**Document section**
+++

From mboxrd@z Thu Jan  1 00:00:00 1970
Received: from mail-pg1-f193.google.com ([209.85.215.193]:33182 "EHLO
        mail-pg1-f193.google.com" rhost-flags-OK-OK-OK-OK) by vger.kernel.org
        with ESMTP id S1730038AbeGMQ7u (ORCPT
        <rfc822;fstests@vger.kernel.org>); Fri, 13 Jul 2018 12:59:50 -0400
Date: Fri, 13 Jul 2018 09:44:20 -0700
From: "Luis R. Chamberlain" <mcgrof@kernel.org>
Subject: Re: [ANN] oscheck: wrapper for fstests check.sh - tracking and
 working with baselines
Message-ID: <20180713164420.GA3620@garbanzo.do-not-panic.com>
References: <CAB=NE6UjcBgQhoQvZoWKXnPWoHVNMbeYdyGfYsHdgeA=L1M4wQ@mail.gmail.com>
 <CAOQ4uxgd+Z2ADUXdLk3odP9F6KOsrE4HfRpg-1dpP9HS-zbi=Q@mail.gmail.com>
MIME-Version: 1.0
Content-Type: text/plain; charset=us-ascii
Content-Disposition: inline
In-Reply-To: <CAOQ4uxgd+Z2ADUXdLk3odP9F6KOsrE4HfRpg-1dpP9HS-zbi=Q@mail.gmail.com>
Sender: fstests-owner@vger.kernel.org
To: Amir Goldstein <amir73il@gmail.com>, Jeff Mahoney <jeffm@suse.com>
Cc: "Luis R. Chamberlain" <mcgrof@kernel.org>, Linux FS Devel <linux-fsdevel@vger.kernel.org>, xfs <linux-xfs@vger.kernel.org>, fstests <fstests@vger.kernel.org>, Sasha Levin <Alexander.Levin@microsoft.com>, Sasha Levin <levinsasha928@gmail.com>, Valentin Rothberg <valentinrothberg@gmail.com>
List-ID: <fstests@vger.kernel.org>

On Fri, Jul 13, 2018 at 11:39:55AM +0300, Amir Goldstein wrote:
> On Fri, Jul 13, 2018 at 5:43 AM, Luis R. Chamberlain <mcgrof@kernel.org> wrote:
> > I had volunteered at the last LSF/MM to help with the stable work for
> > XFS. To help with this, as part of this year's SUSE Hackweek, I've
> > first generalized my own set of scripts to help track a baseline of
> > results from fstests [0], and extended it to be able to easily ramp up
> > with fstests on different distributions, and I've also created a
> > respective baseline of results against these distributions as a
> > further example of how these scripts and wrapper framework can be used
> 
> Hi Luis!
> 
> Thanks a lot for doing this work!
> 
> Will take me some time to try it out, but see some questions below...
> 
> > [1]. The distributions currently supported are:
> >
> >   * Debian testing
> >   * OpenSUSE Leap 15.0
> >   * Fedora 28
> >
> > The stable work starts with creating a baseline for v4.17.3. The
> > results are visible as a result of expunge files which categorize the
> > failures for the different sections tested.
> 
> So the only "bad" indication is a test failure?

+++

**Listing**
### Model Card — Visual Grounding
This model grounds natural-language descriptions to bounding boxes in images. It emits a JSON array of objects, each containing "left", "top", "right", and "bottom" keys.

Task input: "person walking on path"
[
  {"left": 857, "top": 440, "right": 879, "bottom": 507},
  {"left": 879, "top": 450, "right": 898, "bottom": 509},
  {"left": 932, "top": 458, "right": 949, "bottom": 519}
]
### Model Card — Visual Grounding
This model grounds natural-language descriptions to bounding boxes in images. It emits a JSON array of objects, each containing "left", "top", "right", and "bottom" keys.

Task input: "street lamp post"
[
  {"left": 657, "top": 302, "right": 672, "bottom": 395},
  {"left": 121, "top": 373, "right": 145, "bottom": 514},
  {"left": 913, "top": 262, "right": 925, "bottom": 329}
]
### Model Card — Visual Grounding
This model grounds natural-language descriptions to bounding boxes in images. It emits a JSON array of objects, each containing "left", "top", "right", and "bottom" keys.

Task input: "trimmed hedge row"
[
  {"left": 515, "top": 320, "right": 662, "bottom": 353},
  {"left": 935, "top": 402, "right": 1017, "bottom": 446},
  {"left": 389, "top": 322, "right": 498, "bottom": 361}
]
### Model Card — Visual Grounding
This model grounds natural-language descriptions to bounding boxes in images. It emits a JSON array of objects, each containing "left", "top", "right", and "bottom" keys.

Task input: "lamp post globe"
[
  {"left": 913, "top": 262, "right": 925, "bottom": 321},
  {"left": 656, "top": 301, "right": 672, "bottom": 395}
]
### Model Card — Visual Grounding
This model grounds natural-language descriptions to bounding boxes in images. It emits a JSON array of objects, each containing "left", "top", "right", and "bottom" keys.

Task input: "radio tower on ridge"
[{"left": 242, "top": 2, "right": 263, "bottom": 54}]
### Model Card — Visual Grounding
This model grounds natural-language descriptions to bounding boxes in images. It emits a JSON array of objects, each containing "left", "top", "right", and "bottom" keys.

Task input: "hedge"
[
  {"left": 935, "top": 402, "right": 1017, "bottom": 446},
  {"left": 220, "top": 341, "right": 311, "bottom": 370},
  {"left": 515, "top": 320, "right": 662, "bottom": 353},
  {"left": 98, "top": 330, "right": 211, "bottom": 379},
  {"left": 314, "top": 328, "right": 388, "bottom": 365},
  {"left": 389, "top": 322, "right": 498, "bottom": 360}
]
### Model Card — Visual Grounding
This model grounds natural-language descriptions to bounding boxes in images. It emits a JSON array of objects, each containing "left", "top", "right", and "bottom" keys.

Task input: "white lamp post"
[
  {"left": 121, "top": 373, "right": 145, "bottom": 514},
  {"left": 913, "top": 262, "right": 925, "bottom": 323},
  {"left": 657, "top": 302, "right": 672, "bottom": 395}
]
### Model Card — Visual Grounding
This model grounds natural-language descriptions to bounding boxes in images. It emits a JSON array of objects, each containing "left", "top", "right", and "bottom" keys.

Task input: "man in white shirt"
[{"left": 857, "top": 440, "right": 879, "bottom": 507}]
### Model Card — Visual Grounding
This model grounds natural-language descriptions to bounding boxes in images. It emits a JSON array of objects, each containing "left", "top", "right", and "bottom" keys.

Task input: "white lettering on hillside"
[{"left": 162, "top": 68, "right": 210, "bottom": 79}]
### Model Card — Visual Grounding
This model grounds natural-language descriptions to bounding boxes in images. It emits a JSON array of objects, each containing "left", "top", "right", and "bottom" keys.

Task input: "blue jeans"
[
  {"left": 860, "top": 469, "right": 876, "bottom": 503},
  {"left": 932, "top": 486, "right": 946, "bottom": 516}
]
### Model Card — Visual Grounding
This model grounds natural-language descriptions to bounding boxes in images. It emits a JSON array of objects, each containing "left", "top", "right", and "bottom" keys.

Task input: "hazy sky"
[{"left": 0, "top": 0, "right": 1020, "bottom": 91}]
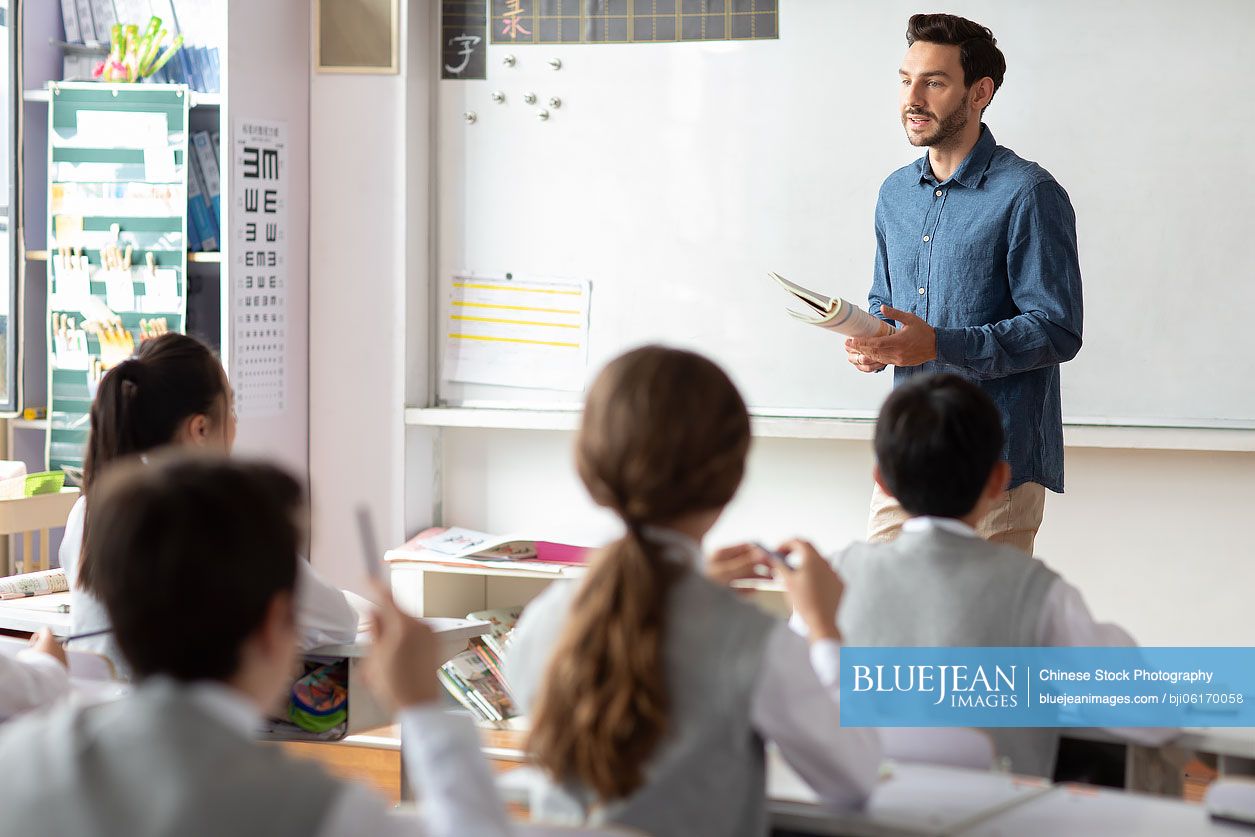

+++

In the email thread, what kernel version does the stable work start by creating a baseline for? The records have no connection to the email thread.

v4.17.3